Exercise
Reproduce the material below line for line, with no changes of any kind.

━━━━━━━━

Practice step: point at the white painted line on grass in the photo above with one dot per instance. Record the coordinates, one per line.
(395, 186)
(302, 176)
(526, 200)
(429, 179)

━━━━━━━━

Task answer
Practice step: point at the white painted line on grass in the photo above with one dot per instance. Record the coordinates, one per line.
(395, 186)
(302, 176)
(526, 200)
(429, 179)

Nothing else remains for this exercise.